◆ Your objective ◆
Please extract every text line from all of the entries below word for word, leaving the pictures out.

[Recorded data]
=-=-=-=-=

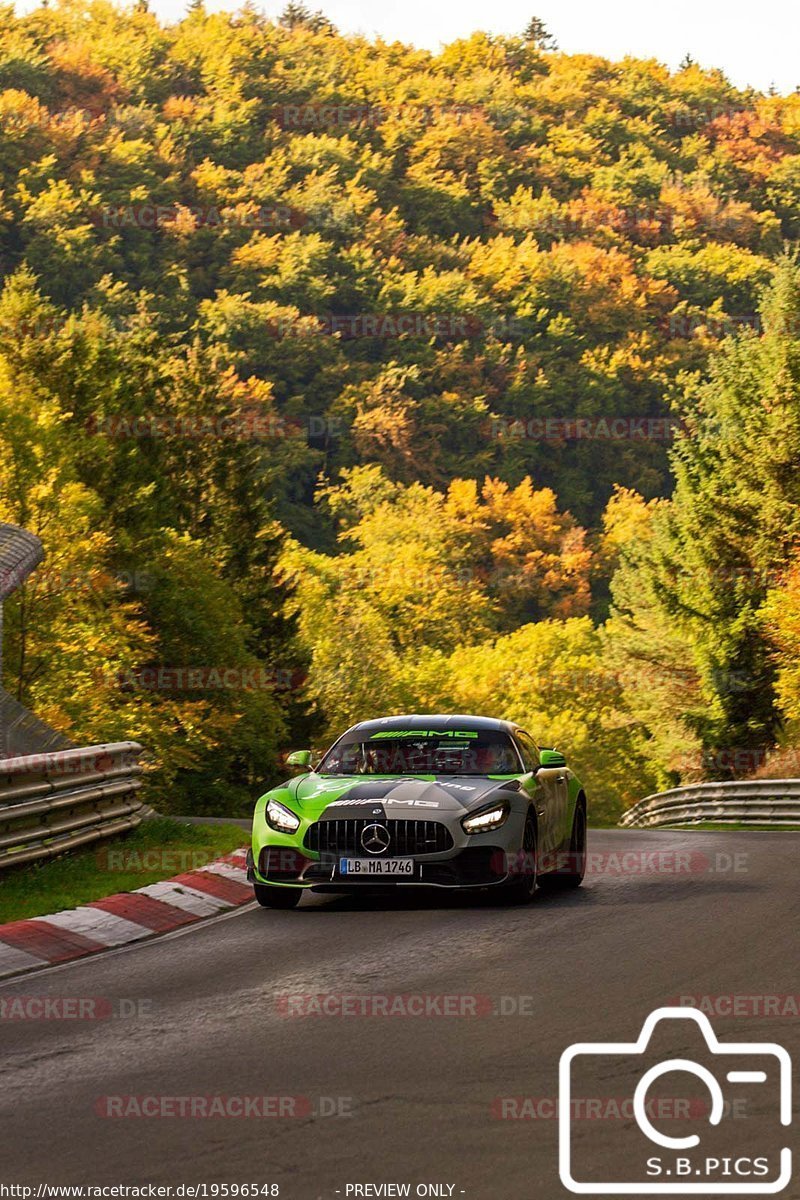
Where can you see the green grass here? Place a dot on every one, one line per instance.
(156, 850)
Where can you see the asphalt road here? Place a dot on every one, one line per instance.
(413, 1099)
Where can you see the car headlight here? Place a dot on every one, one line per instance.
(281, 819)
(489, 819)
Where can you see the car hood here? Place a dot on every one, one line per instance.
(408, 797)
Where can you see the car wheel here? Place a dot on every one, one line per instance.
(521, 889)
(277, 898)
(571, 879)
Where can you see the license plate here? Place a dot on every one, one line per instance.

=-=-=-=-=

◆ Finished task ◆
Where can you see the green grass here? Place a dot on every one, one line per instance.
(156, 850)
Where can you see the asphalt road here? Place a dot on every one, one line per instance.
(413, 1099)
Where can you see the car headlight here? Place a dot on every one, one line per instance.
(281, 819)
(489, 819)
Where can you see the car hood here? Place a dot on every one, one line per instance.
(408, 797)
Where can you see the car wheel here? Place a dot on every one, one line per instance.
(521, 889)
(277, 898)
(571, 879)
Where can you see the license plate here? Place a dot on every one, one line per instance.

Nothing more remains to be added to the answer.